■ Short exercise 1
In the supercomputer article, write out the stretch from "For the first time, all" through "with 1.75 petaflop/s.", swapping "Jaguar" for "Titan".

Fujitsu system in Japan wrests global Top500 supercomputer list: just 2 systems in India

28th June 2011
Fujitsu system in Japan wrests  global Top500 supercomputer list:  just 2 systems in India
Speed King -- from Kobe.. the K Computer

A Japanese supercomputer capable of performing more than 8 quadrillion calculations per second (petaflop/s) is the new number one system in the world, putting Japan back in the top spot for the first time since the Earth Simulator was dethroned in November 2004, according to the latest edition of the TOP500 List of the world’s top supercomputers. The system, called the K Computer,  and built by Fujitsu is at the RIKEN Advanced Institute for Computational Science (AICS) in Kobe. The list was released last week at the 2011 International Supercomputing Conference in Hamburg. The ranking of all systems is based on how fast they run Linpack, a benchmark application developed to solve a dense system of linear equations.

Only two from India: The entry level to the list moved up to the 40.1 Tflop/s mark on the Linpack benchmark, compared to 31.1 Tflop/s six months ago. This effectively reduced Indian presence on the list to just two systems ( from 4 in the November 2010 list): the Eka system at Tata Sons CRL ( no 58) rated 132.8 TFlops and the system at the Indian Institute of Tropical Meteorology ( also at Pune) ( no 221) rated 55.1 Tflops.

For the first time, all of the top 10 systems achieved petaflop/s performance
– and those are also the only petaflop/s systems on the list. The U.S. is tops in petaflop/s with five systems performing at that level; Japan and China have two each, and France has one.
In second place after capturing No. 1 on the previous list is the Tianhe-1A supercomputer the National Supercomputing Center in Tianjin, China, with a performance at 2.6 petaflop/s. Jaguar, a Cray supercomputer at the U.S. Department of Energy’s (DOE’s) Oak Ridge National Laboratory, was at No. 3 with 1.75 petaflop/s.

■ Extracted material
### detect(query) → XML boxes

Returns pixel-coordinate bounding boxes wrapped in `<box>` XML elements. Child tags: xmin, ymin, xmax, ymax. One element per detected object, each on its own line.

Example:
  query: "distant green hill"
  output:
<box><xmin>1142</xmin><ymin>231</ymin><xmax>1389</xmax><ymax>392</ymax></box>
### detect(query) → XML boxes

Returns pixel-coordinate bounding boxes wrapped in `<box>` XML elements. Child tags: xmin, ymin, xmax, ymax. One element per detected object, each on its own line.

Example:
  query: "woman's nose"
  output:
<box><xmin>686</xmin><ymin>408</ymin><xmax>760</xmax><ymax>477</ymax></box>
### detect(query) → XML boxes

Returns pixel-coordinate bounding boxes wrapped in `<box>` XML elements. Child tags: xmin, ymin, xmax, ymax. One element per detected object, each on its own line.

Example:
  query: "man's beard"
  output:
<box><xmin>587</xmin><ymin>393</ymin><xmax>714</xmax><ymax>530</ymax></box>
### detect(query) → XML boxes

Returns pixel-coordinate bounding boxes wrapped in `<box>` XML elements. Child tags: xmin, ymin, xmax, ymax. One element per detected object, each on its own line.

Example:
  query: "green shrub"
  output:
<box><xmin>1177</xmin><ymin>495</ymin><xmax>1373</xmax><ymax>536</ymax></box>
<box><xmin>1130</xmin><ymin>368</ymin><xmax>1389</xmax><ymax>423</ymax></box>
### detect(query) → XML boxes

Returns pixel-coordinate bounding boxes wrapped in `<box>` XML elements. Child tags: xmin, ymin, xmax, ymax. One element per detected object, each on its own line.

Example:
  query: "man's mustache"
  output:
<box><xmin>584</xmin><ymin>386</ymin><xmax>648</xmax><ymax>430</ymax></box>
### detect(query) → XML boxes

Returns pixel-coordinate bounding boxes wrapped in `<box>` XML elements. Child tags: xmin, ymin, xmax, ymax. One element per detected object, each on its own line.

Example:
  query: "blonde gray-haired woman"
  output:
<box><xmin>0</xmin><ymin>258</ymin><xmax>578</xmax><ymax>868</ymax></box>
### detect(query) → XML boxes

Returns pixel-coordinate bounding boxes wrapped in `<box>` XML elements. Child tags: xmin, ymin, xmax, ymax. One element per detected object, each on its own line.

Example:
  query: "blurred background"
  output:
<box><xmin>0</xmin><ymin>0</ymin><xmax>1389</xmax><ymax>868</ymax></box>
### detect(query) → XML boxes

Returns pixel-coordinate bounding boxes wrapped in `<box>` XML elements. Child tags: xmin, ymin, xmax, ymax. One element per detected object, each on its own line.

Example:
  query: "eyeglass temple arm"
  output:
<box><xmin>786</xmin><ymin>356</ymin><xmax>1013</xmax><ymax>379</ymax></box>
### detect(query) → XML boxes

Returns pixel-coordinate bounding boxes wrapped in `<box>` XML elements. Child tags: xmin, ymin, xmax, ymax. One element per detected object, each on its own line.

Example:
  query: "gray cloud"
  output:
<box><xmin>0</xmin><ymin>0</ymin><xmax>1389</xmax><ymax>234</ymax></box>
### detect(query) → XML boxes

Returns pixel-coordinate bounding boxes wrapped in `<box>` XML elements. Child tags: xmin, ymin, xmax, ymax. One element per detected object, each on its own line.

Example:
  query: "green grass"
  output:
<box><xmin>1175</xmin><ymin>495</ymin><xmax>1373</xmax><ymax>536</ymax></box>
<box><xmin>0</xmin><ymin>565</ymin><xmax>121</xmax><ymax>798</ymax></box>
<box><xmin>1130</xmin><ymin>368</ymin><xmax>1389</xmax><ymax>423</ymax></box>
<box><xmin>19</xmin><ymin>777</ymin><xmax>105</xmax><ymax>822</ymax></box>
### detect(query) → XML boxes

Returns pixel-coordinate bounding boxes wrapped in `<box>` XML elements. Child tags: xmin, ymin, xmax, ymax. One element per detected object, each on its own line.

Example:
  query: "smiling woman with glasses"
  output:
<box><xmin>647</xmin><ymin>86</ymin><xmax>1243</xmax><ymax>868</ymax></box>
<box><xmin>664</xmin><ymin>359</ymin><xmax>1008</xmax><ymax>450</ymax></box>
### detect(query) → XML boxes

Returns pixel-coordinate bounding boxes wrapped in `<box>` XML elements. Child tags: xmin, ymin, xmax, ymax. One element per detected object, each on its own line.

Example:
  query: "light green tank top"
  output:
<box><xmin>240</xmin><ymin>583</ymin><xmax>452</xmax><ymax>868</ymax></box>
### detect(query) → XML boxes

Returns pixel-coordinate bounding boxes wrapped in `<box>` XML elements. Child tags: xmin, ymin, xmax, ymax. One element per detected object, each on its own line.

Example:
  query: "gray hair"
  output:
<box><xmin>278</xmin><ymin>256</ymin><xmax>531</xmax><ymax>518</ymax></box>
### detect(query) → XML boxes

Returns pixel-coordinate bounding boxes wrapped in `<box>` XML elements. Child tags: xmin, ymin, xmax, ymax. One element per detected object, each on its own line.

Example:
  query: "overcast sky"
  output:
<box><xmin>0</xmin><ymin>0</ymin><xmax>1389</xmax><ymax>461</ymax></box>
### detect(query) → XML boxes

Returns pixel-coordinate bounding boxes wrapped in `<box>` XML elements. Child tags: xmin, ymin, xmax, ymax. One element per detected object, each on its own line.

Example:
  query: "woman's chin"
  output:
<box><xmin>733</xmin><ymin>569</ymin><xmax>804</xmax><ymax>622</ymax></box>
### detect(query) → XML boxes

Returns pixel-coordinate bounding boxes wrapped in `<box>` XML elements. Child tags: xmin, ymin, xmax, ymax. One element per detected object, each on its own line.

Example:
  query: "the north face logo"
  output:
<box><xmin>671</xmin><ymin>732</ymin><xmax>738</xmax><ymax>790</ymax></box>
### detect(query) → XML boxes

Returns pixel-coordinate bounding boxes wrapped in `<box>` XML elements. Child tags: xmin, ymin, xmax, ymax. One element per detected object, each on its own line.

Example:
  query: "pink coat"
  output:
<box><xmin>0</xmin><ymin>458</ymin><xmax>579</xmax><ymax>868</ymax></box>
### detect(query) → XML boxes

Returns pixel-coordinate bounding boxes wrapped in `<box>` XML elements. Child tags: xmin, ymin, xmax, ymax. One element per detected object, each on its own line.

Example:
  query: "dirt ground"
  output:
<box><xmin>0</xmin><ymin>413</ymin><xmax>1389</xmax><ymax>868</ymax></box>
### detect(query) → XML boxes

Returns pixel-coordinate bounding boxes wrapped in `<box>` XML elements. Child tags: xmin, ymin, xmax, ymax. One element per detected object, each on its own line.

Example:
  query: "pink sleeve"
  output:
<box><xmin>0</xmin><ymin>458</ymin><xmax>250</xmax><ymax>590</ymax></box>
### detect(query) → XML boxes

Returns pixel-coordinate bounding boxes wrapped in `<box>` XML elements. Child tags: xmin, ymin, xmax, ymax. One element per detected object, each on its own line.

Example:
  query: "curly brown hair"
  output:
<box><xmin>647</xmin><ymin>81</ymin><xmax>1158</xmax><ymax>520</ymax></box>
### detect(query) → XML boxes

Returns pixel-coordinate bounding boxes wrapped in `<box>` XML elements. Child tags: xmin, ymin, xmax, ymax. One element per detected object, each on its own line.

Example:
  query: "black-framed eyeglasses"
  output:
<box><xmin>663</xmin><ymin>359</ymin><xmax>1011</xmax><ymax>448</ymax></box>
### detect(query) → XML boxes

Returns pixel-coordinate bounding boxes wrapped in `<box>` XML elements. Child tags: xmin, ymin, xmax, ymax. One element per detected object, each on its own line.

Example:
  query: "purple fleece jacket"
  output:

■ Short exercise 2
Identify each line of the entries that contains the string "woman", and copy those lines.

■ Response 1
For the first time, all of the top 10 systems achieved petaflop/s performance
– and those are also the only petaflop/s systems on the list. The U.S. is tops in petaflop/s with five systems performing at that level; Japan and China have two each, and France has one.
In second place after capturing No. 1 on the previous list is the Tianhe-1A supercomputer the National Supercomputing Center in Tianjin, China, with a performance at 2.6 petaflop/s. Titan, a Cray supercomputer at the U.S. Department of Energy’s (DOE’s) Oak Ridge National Laboratory, was at No. 3 with 1.75 petaflop/s.

■ Response 2
  query: "woman's nose"
  query: "blonde gray-haired woman"
  query: "smiling woman with glasses"
  query: "woman's chin"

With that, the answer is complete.